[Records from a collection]
◇ ◇ ◇ ◇ ◇ ◇ ◇
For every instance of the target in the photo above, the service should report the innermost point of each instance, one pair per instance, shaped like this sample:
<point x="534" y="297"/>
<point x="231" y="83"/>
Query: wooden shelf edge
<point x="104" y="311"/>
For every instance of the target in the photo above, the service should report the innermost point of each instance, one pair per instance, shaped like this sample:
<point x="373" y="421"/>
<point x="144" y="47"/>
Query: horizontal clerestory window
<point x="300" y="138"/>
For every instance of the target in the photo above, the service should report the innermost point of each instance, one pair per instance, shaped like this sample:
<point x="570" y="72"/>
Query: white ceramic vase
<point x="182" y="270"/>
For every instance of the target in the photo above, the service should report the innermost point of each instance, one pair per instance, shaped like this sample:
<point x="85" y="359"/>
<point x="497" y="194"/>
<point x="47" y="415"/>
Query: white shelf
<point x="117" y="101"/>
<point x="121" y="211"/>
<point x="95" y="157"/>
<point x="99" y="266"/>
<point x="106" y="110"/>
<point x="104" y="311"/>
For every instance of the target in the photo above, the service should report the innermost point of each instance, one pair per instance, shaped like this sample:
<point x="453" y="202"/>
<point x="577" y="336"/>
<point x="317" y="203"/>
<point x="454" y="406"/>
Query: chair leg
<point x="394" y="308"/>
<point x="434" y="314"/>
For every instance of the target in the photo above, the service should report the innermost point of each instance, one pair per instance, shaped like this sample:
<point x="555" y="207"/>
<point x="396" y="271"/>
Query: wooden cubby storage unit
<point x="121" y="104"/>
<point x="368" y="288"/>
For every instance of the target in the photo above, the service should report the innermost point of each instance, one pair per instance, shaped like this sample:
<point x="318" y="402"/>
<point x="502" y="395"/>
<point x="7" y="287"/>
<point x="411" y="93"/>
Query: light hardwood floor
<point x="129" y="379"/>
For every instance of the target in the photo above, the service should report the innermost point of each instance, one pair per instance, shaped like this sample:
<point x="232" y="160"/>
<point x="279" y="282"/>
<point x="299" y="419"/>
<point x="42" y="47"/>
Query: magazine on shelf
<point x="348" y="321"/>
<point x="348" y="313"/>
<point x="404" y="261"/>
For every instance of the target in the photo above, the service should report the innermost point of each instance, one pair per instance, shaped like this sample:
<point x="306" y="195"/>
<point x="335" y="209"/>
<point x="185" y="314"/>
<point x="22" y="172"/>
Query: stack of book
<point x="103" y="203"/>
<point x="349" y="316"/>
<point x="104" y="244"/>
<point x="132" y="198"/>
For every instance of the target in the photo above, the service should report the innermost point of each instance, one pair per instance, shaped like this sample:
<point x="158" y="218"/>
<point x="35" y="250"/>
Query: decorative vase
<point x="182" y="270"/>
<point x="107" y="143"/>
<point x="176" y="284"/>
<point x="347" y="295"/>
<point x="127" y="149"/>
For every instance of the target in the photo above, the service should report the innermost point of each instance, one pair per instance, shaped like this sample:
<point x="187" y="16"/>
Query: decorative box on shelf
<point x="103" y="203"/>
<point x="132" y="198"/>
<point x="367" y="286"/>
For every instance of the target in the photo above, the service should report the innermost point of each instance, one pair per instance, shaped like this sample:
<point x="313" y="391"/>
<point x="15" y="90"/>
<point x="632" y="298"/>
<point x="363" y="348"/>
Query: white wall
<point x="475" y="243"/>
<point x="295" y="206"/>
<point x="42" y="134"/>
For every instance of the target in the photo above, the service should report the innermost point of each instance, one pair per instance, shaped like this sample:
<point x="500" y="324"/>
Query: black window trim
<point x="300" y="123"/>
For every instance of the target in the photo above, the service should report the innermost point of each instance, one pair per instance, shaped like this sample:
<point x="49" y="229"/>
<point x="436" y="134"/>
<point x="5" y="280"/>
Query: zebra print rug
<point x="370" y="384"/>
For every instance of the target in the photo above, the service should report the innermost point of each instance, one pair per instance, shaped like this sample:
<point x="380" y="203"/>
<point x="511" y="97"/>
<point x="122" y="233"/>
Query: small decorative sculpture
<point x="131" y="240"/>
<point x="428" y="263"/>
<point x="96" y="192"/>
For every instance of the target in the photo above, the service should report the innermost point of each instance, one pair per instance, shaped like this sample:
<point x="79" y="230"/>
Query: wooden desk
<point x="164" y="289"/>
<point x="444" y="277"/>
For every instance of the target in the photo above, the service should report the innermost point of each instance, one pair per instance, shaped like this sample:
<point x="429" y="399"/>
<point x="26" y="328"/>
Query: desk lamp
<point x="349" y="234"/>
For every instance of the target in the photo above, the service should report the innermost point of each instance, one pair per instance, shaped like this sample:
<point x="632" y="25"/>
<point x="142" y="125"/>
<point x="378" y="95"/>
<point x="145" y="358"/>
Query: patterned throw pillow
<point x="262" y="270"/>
◇ ◇ ◇ ◇ ◇ ◇ ◇
All records above must be set down exactly, please.

RESULT OF THE EXERCISE:
For every instance of the target in the photo above, the service should report the innermost point of each instance, one pair per instance, shaped like this sample:
<point x="534" y="297"/>
<point x="231" y="83"/>
Query: wooden shelf edge
<point x="104" y="311"/>
For every instance of the target in the photo above, the service should report the innermost point of each instance, one pair per instance, shaped like this sample:
<point x="373" y="421"/>
<point x="144" y="47"/>
Query: horizontal clerestory window
<point x="300" y="138"/>
For every instance of the target in the photo above, the service should report the innermost point of each instance, one pair per instance, shaped like this sample:
<point x="570" y="72"/>
Query: white ceramic vase
<point x="182" y="270"/>
For every instance of the target in the photo above, the service should report the innermost point of each instance, one pair per instance, shaped like this sample:
<point x="85" y="359"/>
<point x="497" y="194"/>
<point x="47" y="415"/>
Query: white shelf
<point x="117" y="101"/>
<point x="121" y="211"/>
<point x="95" y="157"/>
<point x="99" y="266"/>
<point x="106" y="110"/>
<point x="104" y="311"/>
For every instance of the target in the photo above, the service should report the innermost point of each instance, one pair per instance, shaped like this sample:
<point x="453" y="202"/>
<point x="577" y="336"/>
<point x="317" y="203"/>
<point x="454" y="406"/>
Query: chair leg
<point x="394" y="308"/>
<point x="434" y="314"/>
For every instance of the target in the photo above, the service should report the innermost point of each instance, one pair per instance, shaped like this sample:
<point x="555" y="207"/>
<point x="396" y="271"/>
Query: wooden cubby storage unit
<point x="121" y="104"/>
<point x="368" y="288"/>
For every instance of the target in the photo above, the service should report the innermost point of each instance, one pair per instance, shaped like this sample:
<point x="318" y="402"/>
<point x="502" y="395"/>
<point x="7" y="287"/>
<point x="411" y="93"/>
Query: light hardwood floor
<point x="129" y="379"/>
For every instance of the target in the photo above, the service should report the innermost point of each instance, one pair per instance, shaped like this sample:
<point x="232" y="160"/>
<point x="279" y="282"/>
<point x="299" y="419"/>
<point x="42" y="47"/>
Query: magazine on shelf
<point x="348" y="321"/>
<point x="348" y="313"/>
<point x="404" y="261"/>
For every instance of the target in the photo above, the service should report the innermost point of each instance, one pair per instance, shaped like this sample:
<point x="306" y="195"/>
<point x="335" y="209"/>
<point x="185" y="314"/>
<point x="22" y="172"/>
Query: stack of book
<point x="103" y="203"/>
<point x="349" y="316"/>
<point x="104" y="244"/>
<point x="132" y="198"/>
For every instance of the target in the photo above, the service should report the innermost point of each instance, one pair per instance, shaped like this sample:
<point x="158" y="218"/>
<point x="35" y="250"/>
Query: decorative vase
<point x="182" y="270"/>
<point x="107" y="143"/>
<point x="176" y="284"/>
<point x="347" y="295"/>
<point x="127" y="149"/>
For every instance of the target in the photo above, the service should report the innermost point of each instance, one pair per instance, shaped like this sample:
<point x="187" y="16"/>
Query: decorative box on shelf
<point x="103" y="203"/>
<point x="132" y="198"/>
<point x="367" y="286"/>
For every instance of the target in the photo above, the service should report the innermost point of each instance, one pair per instance, shaped like this sample:
<point x="313" y="391"/>
<point x="15" y="90"/>
<point x="632" y="298"/>
<point x="363" y="348"/>
Query: white wall
<point x="475" y="243"/>
<point x="295" y="206"/>
<point x="42" y="134"/>
For every instance of the target in the photo above, the service should report the innermost point of each instance, one pair per instance, shaped like this sample:
<point x="500" y="324"/>
Query: black window trim
<point x="300" y="123"/>
For every instance of the target in the photo above, the service should report the innermost point of each instance, one pair per instance, shaped like this sample:
<point x="49" y="229"/>
<point x="436" y="134"/>
<point x="5" y="280"/>
Query: zebra print rug
<point x="370" y="384"/>
For every instance of the target in the photo above, the service should report the innermost point of each instance, one pair per instance, shaped like this sample:
<point x="380" y="203"/>
<point x="511" y="97"/>
<point x="122" y="233"/>
Query: small decorative sculpture
<point x="131" y="240"/>
<point x="428" y="263"/>
<point x="96" y="192"/>
For every instance of the target in the photo above, the service should report the innermost point of each instance, one pair per instance, shaped like this sample:
<point x="79" y="230"/>
Query: wooden desk
<point x="164" y="289"/>
<point x="444" y="277"/>
For every instance of the target in the photo above, the service should report the innermost point of each instance, one pair per instance, shaped like this sample:
<point x="429" y="399"/>
<point x="26" y="328"/>
Query: desk lamp
<point x="349" y="234"/>
For every instance of the target in the photo above, the service should report the innermost point of each instance, one pair per instance, shaped like this sample:
<point x="632" y="25"/>
<point x="142" y="125"/>
<point x="378" y="95"/>
<point x="145" y="358"/>
Query: patterned throw pillow
<point x="262" y="270"/>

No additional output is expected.